WHAT TO DO
In the excerpt on hyperthermia and HIF-1a in lung cancer cells, what dilution was used for the anti-phospho-ERK1/2 antibody?

The expression and activity of HIF-1a is not only induced in response to limited oxygen availability, but it is also modulated through related signaling pathways . Some studies have demonstrated that the expression of HIF-1a is regulated by major signaling pathways, including the extracellular signal-regulated kinase (ERK) pathway  and the protein kinase B (AKT) pathway . Intensive studies of the ERK and AKT pathways have revealed these signaling pathways play their most important roles in the molecular signaling network that governs growth, proliferation, differentiation and survival in many, if not all, cell types [13, 14]. Therefore, to uncover the molecular mechanisms of lung cancer recurrence following hyperthermia treatment, the present study explores the effects of hyperthermia on HIF-1a expression and cell proliferation and angiogenesis. We then went on to investigate the regulation and function of the Akt and ERK signaling pathways.
Chemicals and antibodies
Specific inhibitor wortmannin, PD98059, and Recombinant Human Heregulin were purchased from Sigma, St. Louis, MO, USA. TRIzol reagent was purchased from Invitrogen, Carlsbad, CA. RIPA lysis buffer was purchased from the Beyotime Institute of Biotechnology, China. The following primary antibodies: anti-CD34 (1:40 dilution), anti-HIF-1a (1:500 dilution), anti-ERK1/2 (1:1000 dilution), and anti-AKT (1:1000 dilution) were purchased from Wuhan Boster Biological Engineering Technology Limited Company. Anti-phospho-AKT (1:1000 dilution) was purchased from Cell Signaling Technology, Beverly, MA, USA. and anti-phospho-ERK1/2 (1:800 dilution) was purchased from Santa Cruz, CA, USA.
Cell culture, heat treatment of cells, and establishment of sublines
Human NSCLC NCI-H1650 cells and SCLC NCI-H446 cells were maintained in RPMI-1640 medium (Sigma-Aldrich Co., St. Louis, MO, USA) supplemented with 10 % fetal bovine serum (FBS), 100 units/mL penicillin, and 100 μg/ml kanamycin at 37 °C in a humidified atmosphere containing 5 % CO2 and 20 % O2. The medium was routinely changed 2-3 days after seeding. Cells were detached with trypsin/EDTA (GibcoBRL, Paisley, UK) and were resuspended in a 1:1 solution of serum-free RPMI-1640 medium to a final concentration of approximately 5× 105 cells/10 μl.

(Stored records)
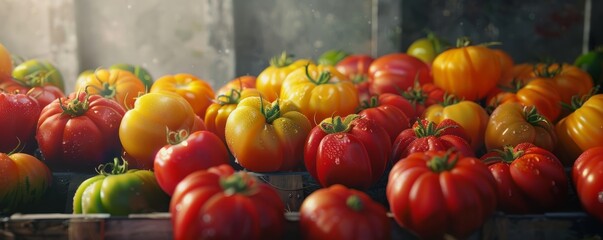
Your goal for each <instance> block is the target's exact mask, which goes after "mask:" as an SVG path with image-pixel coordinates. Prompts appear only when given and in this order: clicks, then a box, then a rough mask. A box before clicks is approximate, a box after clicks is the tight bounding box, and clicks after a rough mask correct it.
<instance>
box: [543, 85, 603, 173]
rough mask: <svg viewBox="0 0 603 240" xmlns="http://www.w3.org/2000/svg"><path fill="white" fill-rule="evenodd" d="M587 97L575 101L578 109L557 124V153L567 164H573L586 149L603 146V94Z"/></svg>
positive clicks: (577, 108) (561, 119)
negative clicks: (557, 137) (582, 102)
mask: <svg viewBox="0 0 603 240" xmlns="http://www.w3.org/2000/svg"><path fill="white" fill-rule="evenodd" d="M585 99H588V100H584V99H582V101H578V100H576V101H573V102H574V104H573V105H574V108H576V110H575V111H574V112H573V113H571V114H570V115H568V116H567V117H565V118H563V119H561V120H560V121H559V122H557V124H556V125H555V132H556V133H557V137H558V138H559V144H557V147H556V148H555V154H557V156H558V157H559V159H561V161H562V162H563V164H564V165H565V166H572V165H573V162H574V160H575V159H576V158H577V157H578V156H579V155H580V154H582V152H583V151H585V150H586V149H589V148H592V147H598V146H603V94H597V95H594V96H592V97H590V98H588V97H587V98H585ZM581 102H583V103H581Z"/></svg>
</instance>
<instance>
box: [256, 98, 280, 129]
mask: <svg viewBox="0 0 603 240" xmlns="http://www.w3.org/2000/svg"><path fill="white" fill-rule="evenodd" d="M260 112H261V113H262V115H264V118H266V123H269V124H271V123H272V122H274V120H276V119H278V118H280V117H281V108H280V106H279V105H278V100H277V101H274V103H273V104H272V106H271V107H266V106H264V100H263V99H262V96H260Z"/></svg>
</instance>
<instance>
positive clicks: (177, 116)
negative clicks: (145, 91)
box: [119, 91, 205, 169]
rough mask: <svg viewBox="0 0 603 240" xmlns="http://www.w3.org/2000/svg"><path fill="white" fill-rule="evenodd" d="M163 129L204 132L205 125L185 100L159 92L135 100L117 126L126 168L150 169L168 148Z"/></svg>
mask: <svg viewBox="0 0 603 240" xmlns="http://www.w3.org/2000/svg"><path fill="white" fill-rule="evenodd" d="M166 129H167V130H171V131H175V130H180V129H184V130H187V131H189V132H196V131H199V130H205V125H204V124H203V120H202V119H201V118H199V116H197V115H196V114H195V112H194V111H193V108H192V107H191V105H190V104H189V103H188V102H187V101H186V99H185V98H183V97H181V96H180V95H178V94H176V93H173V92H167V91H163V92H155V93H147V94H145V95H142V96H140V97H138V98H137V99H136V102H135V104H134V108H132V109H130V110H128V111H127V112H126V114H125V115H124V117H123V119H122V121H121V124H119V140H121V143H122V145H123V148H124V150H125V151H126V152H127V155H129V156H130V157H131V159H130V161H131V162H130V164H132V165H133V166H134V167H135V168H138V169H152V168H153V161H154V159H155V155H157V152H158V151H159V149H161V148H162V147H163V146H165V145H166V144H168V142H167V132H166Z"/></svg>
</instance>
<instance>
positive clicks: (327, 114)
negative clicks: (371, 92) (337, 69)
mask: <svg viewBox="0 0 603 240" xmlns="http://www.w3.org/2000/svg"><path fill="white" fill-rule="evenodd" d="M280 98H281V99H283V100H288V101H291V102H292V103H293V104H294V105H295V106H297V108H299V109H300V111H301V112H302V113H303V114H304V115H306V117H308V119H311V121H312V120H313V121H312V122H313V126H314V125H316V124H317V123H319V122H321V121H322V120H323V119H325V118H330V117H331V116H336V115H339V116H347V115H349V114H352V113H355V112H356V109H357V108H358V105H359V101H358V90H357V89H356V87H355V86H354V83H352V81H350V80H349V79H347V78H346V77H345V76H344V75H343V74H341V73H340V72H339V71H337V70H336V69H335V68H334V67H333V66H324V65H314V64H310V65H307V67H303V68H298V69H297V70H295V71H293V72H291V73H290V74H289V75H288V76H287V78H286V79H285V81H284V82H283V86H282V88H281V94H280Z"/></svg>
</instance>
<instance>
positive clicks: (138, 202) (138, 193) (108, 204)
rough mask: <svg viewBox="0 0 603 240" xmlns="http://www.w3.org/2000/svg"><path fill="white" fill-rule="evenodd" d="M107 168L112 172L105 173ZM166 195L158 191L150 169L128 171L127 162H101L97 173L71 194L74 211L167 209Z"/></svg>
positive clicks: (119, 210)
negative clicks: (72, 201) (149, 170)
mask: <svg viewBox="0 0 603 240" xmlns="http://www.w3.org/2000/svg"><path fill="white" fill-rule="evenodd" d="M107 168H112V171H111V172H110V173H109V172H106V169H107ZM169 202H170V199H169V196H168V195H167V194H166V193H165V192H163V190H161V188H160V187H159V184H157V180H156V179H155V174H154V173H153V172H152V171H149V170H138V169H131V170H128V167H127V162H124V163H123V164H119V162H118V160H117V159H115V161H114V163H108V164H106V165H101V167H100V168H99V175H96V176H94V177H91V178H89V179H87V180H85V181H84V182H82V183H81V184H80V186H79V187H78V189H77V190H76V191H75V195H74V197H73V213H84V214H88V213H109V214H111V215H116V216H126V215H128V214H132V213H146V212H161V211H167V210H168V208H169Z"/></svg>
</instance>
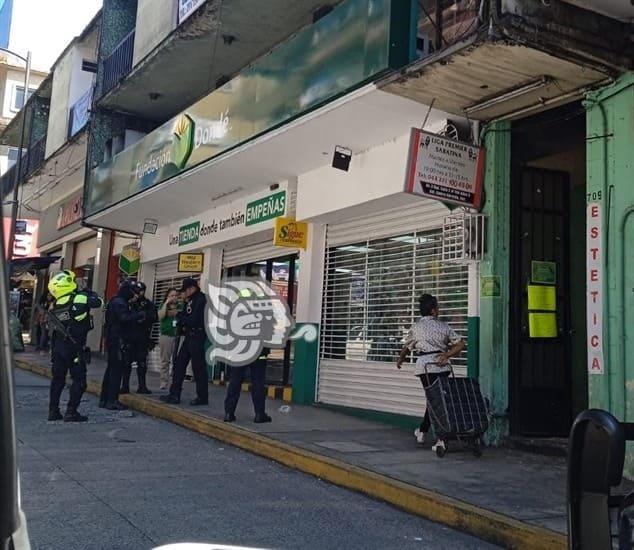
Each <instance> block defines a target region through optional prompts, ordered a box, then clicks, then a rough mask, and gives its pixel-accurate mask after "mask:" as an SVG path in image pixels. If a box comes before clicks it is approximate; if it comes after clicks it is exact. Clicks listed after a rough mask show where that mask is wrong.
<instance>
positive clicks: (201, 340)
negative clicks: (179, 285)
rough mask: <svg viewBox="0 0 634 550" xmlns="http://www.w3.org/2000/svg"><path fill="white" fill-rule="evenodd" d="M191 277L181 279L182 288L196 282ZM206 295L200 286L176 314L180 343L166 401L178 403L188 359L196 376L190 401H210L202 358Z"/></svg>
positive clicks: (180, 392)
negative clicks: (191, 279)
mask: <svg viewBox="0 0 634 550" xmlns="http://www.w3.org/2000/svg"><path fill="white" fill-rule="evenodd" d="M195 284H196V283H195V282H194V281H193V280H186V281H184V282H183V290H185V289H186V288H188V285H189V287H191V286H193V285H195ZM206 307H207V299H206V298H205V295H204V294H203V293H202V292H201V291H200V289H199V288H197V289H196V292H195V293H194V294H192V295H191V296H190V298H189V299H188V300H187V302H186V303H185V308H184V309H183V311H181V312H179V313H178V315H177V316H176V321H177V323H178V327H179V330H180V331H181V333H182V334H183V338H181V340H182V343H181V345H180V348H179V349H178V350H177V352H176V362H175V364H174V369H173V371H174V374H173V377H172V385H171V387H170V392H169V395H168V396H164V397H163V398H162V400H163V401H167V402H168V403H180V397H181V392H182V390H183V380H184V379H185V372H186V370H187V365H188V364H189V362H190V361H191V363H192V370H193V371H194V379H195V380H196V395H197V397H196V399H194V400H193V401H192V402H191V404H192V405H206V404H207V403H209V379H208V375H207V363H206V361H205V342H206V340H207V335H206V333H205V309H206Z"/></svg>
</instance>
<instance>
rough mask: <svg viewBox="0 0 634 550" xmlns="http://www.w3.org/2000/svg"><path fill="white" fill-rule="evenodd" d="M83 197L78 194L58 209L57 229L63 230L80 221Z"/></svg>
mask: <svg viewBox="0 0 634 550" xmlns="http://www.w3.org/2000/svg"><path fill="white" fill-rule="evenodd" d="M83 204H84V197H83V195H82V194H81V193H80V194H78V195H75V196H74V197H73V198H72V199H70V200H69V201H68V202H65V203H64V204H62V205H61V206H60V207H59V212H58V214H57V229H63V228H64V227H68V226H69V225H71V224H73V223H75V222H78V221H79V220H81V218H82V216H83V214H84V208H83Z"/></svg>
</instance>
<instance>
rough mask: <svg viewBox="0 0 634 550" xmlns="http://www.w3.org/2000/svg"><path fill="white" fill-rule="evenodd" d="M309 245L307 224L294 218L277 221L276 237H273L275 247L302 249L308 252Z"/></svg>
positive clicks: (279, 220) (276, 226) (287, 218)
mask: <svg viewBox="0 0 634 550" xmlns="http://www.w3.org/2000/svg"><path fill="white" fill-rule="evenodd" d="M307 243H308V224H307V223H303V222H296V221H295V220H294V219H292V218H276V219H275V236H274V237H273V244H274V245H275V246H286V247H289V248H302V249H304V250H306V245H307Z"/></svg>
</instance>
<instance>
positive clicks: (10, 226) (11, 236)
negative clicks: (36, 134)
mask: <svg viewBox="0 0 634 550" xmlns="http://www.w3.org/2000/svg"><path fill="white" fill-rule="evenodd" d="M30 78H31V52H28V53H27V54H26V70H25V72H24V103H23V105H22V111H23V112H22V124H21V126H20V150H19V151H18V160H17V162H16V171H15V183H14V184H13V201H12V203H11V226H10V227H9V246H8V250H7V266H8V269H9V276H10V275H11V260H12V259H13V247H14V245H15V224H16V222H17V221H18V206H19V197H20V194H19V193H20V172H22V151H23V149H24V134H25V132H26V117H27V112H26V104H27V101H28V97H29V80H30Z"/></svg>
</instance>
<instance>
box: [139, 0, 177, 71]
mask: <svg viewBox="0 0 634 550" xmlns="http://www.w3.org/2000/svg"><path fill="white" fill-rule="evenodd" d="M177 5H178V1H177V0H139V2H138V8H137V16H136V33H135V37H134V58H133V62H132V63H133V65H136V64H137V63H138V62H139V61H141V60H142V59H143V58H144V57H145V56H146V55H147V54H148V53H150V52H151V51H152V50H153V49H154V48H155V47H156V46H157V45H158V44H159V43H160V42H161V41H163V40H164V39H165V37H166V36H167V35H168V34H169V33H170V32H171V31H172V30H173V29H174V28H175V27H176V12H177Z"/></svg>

---

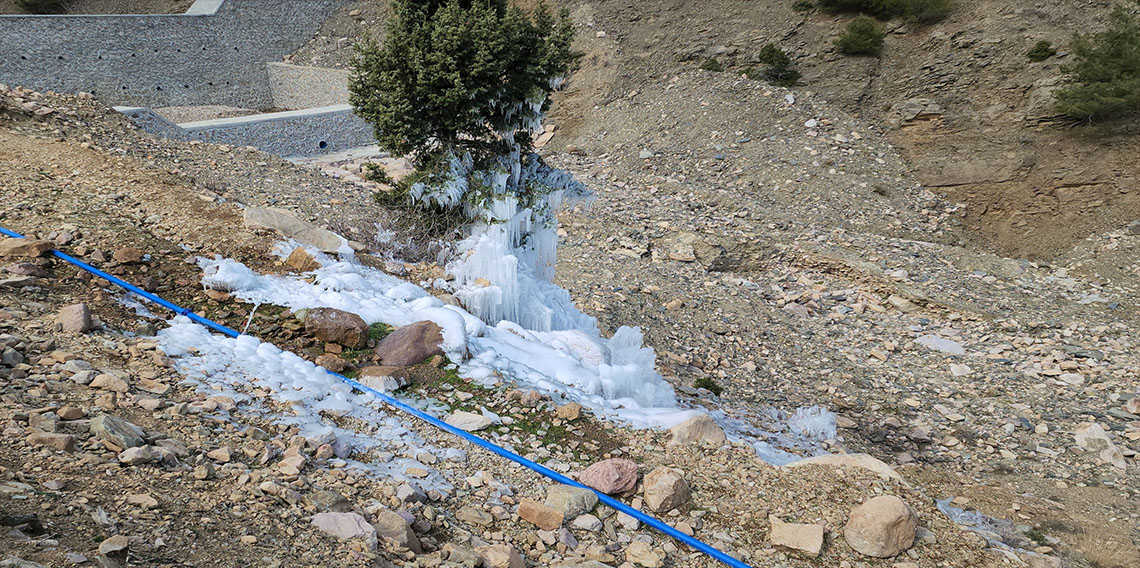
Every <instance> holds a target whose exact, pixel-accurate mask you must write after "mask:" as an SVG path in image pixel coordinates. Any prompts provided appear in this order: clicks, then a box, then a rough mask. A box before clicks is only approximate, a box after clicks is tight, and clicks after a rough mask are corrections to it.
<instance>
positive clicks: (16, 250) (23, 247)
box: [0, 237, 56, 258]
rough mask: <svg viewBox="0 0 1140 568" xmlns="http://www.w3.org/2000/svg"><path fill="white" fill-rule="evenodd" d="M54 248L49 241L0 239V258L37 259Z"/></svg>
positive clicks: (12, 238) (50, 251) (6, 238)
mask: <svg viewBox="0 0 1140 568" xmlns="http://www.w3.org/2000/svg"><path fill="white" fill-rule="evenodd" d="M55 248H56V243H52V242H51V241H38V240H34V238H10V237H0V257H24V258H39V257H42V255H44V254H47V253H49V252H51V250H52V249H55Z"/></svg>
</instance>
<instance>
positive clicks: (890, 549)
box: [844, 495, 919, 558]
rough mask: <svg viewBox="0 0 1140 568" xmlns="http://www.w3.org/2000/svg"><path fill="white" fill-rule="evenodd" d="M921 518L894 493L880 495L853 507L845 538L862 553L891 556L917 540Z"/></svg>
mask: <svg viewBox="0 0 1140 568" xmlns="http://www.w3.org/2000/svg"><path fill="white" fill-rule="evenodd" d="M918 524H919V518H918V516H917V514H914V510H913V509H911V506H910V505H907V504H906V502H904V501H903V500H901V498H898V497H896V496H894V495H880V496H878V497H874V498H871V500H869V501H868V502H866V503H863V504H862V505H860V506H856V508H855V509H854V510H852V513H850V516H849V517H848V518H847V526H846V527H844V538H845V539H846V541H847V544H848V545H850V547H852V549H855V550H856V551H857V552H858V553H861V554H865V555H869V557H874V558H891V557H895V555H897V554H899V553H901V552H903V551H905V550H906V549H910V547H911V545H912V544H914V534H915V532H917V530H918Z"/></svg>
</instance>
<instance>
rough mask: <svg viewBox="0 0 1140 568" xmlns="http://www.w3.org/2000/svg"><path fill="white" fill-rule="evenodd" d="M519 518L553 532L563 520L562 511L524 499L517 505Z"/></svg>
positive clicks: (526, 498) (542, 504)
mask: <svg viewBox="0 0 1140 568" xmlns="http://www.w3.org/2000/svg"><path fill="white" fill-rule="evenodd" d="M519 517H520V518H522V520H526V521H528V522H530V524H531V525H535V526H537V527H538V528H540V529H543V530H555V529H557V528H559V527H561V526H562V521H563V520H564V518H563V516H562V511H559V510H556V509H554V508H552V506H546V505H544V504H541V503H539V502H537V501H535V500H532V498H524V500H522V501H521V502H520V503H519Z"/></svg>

--

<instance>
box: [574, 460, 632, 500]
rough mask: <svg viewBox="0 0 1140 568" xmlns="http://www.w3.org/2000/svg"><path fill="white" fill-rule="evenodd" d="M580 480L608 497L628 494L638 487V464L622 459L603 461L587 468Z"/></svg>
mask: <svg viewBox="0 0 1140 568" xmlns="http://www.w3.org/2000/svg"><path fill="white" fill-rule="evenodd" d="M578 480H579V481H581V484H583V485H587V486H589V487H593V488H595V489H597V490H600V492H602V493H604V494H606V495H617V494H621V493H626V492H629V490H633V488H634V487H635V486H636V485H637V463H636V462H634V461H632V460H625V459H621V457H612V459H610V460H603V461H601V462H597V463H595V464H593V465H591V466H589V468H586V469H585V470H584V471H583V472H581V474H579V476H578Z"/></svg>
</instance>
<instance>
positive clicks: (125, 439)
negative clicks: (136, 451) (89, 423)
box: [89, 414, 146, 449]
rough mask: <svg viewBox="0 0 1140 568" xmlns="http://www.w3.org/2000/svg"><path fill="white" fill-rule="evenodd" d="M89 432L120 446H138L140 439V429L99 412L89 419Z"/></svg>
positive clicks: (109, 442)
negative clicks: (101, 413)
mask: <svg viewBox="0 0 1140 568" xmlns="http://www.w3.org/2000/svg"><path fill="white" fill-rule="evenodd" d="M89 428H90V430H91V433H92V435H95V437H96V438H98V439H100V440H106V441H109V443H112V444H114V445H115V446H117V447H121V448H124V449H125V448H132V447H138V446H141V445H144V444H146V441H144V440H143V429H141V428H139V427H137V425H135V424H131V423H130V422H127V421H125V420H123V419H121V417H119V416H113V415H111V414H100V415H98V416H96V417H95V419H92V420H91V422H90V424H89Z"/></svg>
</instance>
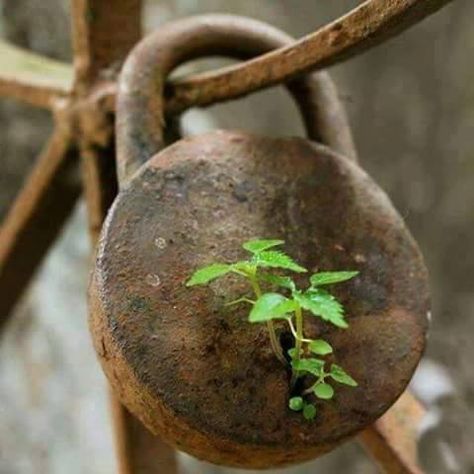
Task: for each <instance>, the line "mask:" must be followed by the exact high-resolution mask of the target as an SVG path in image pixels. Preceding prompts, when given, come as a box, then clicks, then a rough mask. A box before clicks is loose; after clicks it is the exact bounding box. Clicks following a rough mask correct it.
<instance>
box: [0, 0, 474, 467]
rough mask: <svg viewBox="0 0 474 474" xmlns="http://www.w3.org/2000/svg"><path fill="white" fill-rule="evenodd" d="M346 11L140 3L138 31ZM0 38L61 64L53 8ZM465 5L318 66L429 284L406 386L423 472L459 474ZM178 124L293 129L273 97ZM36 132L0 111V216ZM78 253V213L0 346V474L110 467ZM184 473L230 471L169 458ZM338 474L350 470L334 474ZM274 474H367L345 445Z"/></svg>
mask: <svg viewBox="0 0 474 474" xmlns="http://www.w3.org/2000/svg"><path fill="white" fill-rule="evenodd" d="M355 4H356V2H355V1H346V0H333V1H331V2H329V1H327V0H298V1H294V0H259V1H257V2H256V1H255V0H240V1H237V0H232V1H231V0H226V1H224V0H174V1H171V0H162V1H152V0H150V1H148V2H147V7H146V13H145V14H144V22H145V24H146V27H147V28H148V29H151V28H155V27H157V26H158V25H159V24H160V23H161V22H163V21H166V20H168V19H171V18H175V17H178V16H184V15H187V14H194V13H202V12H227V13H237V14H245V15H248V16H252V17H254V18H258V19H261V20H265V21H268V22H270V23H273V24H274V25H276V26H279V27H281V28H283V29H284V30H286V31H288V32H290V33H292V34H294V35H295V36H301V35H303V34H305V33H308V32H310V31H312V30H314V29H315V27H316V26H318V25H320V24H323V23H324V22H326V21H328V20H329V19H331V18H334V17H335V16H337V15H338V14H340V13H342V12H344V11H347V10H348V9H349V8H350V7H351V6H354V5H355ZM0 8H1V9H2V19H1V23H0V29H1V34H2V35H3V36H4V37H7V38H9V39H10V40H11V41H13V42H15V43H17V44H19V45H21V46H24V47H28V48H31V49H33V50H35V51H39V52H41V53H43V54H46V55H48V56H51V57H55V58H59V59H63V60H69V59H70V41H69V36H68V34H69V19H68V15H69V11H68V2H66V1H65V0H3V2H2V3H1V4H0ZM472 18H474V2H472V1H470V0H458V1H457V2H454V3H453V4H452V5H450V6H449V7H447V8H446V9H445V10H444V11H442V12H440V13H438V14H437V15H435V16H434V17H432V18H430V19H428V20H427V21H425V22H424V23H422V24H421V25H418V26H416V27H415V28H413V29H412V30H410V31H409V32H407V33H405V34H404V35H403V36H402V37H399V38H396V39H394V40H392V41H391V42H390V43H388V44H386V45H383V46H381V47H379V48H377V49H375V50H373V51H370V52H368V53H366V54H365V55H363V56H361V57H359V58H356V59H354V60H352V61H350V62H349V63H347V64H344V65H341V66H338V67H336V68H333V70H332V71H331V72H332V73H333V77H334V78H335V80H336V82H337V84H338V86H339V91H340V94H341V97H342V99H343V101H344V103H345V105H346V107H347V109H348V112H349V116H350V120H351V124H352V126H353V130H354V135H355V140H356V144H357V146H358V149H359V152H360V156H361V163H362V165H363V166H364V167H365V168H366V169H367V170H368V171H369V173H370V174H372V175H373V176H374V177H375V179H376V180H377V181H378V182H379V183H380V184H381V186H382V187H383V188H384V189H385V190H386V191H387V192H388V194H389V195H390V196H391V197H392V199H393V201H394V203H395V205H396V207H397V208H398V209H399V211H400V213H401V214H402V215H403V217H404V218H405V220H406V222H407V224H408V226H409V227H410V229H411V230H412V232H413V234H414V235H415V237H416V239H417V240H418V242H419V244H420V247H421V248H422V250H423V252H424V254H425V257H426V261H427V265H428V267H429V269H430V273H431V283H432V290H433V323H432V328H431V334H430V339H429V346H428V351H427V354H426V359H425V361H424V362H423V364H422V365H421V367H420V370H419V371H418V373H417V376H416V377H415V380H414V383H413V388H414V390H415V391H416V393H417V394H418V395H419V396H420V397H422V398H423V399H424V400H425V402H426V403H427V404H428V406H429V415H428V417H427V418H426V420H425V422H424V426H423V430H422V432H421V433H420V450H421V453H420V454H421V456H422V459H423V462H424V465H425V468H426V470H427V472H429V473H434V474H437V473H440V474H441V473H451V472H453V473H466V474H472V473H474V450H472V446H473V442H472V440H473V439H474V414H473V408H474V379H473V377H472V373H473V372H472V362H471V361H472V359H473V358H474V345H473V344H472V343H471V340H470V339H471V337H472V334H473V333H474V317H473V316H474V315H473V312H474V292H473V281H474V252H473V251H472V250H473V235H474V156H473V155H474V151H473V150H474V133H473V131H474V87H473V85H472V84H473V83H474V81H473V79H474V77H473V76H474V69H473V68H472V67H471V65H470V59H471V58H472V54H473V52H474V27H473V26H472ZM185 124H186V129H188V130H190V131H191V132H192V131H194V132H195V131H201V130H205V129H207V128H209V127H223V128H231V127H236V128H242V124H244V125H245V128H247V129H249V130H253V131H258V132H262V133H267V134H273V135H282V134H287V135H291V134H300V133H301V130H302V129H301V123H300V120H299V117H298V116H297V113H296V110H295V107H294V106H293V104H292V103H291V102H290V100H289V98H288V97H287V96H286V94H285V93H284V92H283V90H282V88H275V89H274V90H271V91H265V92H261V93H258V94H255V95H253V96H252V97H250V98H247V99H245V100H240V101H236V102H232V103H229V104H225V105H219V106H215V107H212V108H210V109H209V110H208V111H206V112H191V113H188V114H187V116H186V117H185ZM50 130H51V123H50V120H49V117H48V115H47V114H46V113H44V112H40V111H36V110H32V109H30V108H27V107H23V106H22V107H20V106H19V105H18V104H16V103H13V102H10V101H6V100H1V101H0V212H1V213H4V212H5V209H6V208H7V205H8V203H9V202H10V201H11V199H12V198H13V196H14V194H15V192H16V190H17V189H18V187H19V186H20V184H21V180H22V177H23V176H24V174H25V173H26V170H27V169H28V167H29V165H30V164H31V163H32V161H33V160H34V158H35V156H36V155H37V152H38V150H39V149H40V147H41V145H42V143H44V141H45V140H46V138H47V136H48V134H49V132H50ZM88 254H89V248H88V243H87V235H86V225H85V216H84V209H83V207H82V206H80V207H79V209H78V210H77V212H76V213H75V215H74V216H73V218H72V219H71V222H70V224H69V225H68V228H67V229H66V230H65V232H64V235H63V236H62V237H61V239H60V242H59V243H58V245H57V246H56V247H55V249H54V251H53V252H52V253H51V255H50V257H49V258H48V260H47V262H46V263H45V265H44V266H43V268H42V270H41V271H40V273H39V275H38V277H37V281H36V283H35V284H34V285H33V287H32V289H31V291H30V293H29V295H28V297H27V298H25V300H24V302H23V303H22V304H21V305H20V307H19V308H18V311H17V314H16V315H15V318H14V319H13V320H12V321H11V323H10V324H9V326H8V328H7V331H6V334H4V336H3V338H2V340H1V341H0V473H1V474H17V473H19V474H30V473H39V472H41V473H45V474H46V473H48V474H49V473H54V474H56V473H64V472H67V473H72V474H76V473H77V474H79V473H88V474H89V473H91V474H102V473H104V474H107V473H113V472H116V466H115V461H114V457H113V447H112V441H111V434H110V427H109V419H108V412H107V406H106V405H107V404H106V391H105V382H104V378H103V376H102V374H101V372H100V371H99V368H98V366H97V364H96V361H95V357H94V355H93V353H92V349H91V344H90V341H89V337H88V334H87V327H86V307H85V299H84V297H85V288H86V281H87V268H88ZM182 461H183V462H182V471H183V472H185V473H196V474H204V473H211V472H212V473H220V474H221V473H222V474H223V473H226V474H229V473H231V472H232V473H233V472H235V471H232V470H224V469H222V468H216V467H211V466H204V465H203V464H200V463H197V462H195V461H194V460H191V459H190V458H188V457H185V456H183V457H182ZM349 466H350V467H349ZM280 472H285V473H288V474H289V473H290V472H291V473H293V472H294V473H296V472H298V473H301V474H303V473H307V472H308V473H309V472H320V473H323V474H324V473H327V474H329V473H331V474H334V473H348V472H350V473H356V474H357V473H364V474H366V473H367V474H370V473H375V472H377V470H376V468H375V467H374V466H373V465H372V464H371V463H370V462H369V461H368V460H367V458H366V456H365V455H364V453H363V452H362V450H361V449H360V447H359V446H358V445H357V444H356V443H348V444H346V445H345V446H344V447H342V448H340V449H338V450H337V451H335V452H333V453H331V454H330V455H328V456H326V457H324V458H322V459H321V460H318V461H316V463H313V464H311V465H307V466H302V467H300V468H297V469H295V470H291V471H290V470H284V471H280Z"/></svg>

YOUR RESPONSE
1:800